= What is being asked =
Repeat the records. Leave nothing out.

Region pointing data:
· · · · · · ·

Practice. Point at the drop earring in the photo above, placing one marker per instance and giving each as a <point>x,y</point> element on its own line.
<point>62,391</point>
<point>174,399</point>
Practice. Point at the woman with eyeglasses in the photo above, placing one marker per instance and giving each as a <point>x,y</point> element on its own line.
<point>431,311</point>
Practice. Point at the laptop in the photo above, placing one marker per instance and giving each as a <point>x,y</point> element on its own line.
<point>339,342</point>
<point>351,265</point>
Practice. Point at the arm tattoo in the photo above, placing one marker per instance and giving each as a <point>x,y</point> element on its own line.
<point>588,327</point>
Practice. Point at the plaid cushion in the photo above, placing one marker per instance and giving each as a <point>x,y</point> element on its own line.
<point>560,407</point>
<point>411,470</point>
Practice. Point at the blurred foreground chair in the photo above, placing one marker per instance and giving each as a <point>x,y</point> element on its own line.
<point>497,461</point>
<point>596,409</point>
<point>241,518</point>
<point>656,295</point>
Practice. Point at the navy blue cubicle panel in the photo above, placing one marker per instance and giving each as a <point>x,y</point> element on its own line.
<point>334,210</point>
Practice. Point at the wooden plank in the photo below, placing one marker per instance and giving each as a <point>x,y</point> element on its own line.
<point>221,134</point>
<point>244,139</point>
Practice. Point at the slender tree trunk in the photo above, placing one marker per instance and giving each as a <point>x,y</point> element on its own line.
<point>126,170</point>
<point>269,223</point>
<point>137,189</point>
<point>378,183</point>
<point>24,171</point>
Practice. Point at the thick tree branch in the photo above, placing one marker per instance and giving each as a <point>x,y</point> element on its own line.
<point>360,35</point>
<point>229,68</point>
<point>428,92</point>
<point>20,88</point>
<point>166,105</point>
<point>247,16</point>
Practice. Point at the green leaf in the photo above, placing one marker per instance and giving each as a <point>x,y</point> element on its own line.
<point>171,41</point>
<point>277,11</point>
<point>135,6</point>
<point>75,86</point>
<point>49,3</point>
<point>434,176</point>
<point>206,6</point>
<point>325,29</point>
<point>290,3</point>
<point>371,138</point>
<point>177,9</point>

· · · · · · ·

= Exercise solution =
Practice. Point at the drop earring in the photo above, placing one marker per instance and giving each as a <point>x,y</point> element on its own line.
<point>62,391</point>
<point>174,399</point>
Practice. Point at the woman with eyeglasses in the photo above, placing one marker per instance and giving each as a <point>x,y</point> element on its own line.
<point>431,311</point>
Practice. Point at the laptop in the photo above, placing one marker per instance and giving each as a <point>x,y</point> element on its own line.
<point>339,342</point>
<point>351,265</point>
Practice. Point at the arm tattoo in the photo above, placing one marker per instance and giving each as a <point>x,y</point> element on its own line.
<point>588,327</point>
Practice. Point at the plaid cushion in the photo above, placing one marker per instance and giving each as a <point>x,y</point> element on its own line.
<point>560,407</point>
<point>411,470</point>
Practice. Point at the blurred foreground chair in the photo above, placing one marker per instance and giving each as a <point>x,y</point> element on its own line.
<point>497,461</point>
<point>596,409</point>
<point>241,518</point>
<point>656,295</point>
Practice. Point at the navy blue cubicle panel in the photo above, placing one marker per instance and giving each as a <point>x,y</point> element on its own line.
<point>334,210</point>
Practice. Point at the wooden plank in the photo below, placing one marker per instance and giving each as a <point>x,y</point> element on its own line.
<point>221,134</point>
<point>244,139</point>
Practice. Point at the slender tree trunk in the photo above, placing one marker per instance and giving each as a <point>x,y</point> element on its own line.
<point>126,170</point>
<point>269,223</point>
<point>137,189</point>
<point>378,183</point>
<point>24,171</point>
Practice. Point at the thick tree branch in the photo above, placing one marker per instance and giving each as a <point>x,y</point> element on its own line.
<point>360,35</point>
<point>229,68</point>
<point>428,92</point>
<point>20,88</point>
<point>166,105</point>
<point>247,16</point>
Practice. Point at the green leaf in the photo above, placing one marker per instance and giving each as a <point>x,y</point> element on its own line.
<point>171,41</point>
<point>277,11</point>
<point>135,6</point>
<point>75,86</point>
<point>49,3</point>
<point>434,176</point>
<point>206,6</point>
<point>325,29</point>
<point>290,3</point>
<point>371,138</point>
<point>177,9</point>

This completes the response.